= Given text =
•••••

# Lost Jeffs sauce recipe



## snowsmoker (Apr 10, 2010)

I bought Jeffs recipe last summer and I wanted to mix up a batch but can't find it anywhere!!


----------



## DanMcG (Apr 10, 2010)

Don't feel bad I lost half of my sausage recipes. At least Jeff has a copy of yours.


----------



## northern greenhorn (Apr 10, 2010)

try writing to Jeff, maybe they have a record of your purchase and will send you the recipe


----------



## TulsaJeff (Apr 11, 2010)

snowsmoker.. no problem, I replace lost recipes all the time. Send an email (if you haven't already) to jeff at Smoking-Meat.com and I will have it resent.


----------



## mythmaster (Apr 11, 2010)

You're alright with me, Jeff.  I'll be buying your recipes as soon as I sober up some.


----------



## miamirick (Apr 11, 2010)

•••••

= Your tasks =
[1] Condense the post in the lost sauce recipe thread that begins "snowsmoker.. no problem" into one shorter sentence, keeping its main facts.
[2] Proceed with the lost sauce recipe thread from the point at which it stops.

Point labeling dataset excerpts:
•••••

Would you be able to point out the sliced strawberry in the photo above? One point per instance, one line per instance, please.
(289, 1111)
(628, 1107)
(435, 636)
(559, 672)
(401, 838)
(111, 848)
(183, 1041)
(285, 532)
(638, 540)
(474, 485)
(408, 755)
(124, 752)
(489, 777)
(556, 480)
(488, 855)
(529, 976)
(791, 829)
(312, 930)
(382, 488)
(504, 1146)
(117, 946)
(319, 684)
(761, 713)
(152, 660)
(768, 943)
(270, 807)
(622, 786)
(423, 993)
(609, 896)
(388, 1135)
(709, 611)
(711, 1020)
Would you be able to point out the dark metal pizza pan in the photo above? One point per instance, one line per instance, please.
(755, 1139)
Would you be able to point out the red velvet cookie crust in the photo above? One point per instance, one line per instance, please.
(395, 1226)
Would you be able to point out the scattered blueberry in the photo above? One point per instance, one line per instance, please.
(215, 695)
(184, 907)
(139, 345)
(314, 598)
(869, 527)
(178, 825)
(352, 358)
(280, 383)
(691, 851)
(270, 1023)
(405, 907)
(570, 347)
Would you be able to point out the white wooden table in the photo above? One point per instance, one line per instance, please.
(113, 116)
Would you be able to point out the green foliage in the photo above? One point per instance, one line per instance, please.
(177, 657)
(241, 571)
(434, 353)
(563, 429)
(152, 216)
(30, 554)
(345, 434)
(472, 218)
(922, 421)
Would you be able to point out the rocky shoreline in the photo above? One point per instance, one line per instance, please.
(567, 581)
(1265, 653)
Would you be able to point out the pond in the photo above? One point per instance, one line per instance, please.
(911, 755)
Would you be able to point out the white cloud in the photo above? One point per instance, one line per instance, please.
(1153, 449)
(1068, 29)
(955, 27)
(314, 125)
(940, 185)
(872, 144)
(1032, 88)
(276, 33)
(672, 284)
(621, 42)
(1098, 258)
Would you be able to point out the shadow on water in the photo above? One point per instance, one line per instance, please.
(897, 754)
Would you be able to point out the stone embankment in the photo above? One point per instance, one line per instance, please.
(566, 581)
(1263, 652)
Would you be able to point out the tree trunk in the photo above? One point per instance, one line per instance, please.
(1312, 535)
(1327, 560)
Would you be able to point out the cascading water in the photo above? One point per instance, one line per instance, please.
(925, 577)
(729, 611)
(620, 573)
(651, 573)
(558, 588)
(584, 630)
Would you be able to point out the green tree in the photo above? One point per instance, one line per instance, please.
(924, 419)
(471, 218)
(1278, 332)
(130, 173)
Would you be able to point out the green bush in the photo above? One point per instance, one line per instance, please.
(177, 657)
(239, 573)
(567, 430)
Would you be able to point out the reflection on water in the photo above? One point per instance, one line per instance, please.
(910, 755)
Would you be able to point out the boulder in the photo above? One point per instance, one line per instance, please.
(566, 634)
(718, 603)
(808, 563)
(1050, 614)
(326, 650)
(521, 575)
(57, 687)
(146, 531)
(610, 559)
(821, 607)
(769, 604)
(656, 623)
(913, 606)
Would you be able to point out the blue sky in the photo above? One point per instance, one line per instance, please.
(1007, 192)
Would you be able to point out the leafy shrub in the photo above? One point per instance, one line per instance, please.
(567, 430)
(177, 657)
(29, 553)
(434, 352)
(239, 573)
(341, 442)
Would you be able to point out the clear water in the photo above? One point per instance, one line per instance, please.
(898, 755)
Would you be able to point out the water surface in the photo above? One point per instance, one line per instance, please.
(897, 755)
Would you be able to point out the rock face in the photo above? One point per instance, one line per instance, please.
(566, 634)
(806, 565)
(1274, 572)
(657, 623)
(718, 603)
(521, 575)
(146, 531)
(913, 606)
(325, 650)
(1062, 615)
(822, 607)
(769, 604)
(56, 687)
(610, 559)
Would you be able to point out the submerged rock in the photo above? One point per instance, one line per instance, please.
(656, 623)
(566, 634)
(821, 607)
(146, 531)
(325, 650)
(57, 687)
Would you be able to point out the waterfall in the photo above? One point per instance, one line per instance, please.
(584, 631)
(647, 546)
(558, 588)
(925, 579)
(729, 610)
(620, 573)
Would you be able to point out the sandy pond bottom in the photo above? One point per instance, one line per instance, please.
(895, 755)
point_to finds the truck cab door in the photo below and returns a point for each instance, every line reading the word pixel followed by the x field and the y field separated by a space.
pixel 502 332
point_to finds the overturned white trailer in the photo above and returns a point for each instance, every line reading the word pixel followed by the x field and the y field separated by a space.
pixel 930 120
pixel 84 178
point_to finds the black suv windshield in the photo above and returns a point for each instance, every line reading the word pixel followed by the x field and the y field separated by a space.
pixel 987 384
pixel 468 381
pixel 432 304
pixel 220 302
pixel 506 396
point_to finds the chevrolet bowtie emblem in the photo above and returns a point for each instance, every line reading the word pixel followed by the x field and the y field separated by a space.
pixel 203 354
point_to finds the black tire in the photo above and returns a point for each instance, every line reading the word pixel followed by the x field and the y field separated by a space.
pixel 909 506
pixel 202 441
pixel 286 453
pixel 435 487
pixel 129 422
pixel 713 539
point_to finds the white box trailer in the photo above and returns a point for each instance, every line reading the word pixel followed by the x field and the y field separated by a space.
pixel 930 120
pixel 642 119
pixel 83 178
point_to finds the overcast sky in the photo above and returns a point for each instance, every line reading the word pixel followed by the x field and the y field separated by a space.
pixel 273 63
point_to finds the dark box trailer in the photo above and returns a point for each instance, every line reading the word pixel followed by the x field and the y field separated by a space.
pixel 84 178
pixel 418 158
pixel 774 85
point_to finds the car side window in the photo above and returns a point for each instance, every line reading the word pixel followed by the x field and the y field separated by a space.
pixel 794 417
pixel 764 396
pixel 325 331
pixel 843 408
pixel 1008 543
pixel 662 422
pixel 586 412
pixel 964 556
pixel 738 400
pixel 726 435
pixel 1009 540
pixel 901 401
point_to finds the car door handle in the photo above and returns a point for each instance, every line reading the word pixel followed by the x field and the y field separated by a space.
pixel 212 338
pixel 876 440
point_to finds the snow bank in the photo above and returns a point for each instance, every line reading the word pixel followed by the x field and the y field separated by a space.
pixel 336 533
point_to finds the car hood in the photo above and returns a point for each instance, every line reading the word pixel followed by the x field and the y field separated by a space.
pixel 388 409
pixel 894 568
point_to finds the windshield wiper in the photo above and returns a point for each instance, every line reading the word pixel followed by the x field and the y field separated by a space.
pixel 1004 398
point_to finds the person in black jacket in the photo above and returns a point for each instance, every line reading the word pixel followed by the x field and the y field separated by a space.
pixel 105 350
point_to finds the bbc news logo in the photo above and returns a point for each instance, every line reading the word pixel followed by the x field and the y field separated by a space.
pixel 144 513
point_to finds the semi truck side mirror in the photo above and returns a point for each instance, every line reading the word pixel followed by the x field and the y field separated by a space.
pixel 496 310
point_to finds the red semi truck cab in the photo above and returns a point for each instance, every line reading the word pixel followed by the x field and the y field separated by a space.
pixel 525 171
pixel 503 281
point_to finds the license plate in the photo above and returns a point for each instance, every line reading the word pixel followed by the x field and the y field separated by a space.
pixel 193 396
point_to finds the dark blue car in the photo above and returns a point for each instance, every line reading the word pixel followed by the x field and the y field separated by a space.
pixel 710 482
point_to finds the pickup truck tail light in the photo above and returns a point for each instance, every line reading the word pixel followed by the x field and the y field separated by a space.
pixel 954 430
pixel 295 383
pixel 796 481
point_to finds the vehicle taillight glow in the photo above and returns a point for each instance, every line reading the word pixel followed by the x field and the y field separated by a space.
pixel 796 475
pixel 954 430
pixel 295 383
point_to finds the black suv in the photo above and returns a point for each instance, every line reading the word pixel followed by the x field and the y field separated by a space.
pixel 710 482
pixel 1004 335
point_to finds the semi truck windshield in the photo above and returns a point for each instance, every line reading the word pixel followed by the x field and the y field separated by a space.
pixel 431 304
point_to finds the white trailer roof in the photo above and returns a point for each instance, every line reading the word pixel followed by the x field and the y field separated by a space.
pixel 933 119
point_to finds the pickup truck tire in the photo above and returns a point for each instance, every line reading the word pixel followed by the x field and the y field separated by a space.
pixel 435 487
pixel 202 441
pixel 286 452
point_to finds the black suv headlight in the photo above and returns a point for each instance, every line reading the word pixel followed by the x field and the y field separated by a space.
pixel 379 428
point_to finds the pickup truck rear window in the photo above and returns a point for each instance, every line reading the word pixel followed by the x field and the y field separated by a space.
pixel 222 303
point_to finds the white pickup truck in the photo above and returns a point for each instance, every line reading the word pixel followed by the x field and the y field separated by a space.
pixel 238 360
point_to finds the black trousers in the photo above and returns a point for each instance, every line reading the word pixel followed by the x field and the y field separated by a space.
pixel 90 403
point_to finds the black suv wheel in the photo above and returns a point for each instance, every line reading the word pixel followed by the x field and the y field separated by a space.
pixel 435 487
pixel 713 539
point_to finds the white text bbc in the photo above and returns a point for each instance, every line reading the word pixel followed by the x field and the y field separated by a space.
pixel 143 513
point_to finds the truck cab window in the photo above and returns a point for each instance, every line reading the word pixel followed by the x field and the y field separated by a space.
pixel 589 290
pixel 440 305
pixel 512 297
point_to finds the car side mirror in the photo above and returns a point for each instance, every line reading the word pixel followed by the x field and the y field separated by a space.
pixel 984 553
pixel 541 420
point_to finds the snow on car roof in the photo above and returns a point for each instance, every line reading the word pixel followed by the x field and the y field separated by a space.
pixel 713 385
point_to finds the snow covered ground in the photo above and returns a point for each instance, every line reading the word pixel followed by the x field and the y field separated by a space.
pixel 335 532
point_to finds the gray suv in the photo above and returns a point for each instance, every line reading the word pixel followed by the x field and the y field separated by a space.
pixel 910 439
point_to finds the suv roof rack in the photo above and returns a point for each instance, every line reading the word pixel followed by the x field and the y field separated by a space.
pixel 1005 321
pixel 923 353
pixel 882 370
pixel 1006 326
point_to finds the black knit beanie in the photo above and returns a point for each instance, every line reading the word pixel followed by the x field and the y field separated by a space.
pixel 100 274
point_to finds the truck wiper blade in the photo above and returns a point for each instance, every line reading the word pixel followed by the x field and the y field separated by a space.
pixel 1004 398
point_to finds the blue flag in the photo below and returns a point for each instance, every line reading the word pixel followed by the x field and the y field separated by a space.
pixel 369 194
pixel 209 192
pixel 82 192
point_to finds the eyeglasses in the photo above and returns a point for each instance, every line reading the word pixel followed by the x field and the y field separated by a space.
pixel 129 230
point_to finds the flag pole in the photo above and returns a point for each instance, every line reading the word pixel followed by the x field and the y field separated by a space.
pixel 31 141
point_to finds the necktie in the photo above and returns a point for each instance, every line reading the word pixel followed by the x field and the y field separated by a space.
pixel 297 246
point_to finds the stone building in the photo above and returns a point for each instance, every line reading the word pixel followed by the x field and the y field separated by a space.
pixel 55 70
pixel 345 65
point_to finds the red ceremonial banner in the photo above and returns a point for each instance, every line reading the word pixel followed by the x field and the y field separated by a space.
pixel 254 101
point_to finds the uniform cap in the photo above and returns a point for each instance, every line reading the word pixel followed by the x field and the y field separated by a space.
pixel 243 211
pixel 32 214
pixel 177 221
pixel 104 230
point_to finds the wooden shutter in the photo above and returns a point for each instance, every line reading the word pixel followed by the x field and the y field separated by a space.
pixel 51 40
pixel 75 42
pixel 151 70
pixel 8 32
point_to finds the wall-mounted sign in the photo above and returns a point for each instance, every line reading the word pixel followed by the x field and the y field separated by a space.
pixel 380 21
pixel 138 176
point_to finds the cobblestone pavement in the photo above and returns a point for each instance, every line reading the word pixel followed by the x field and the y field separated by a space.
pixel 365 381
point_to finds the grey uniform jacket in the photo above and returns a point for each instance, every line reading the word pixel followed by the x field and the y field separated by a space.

•••••

= Answers =
[1] Jeff says he replaces lost recipes all the time and asks snowsmoker to email jeff at Smoking-Meat.com, if not done already, so the recipe can be resent.

[2]
no need to sober up,  have another drink and you'll never know you lost the recipies!!!


----------



## snowsmoker (Apr 11, 2010)

TY all, you guys are the best!


----------



## silverlion (May 28, 2016)

I just sent a request myself. Daughter's birthday party tomorrow and I have lost every recipe I own due to moving.


----------



## oregon smoker (Jul 4, 2017)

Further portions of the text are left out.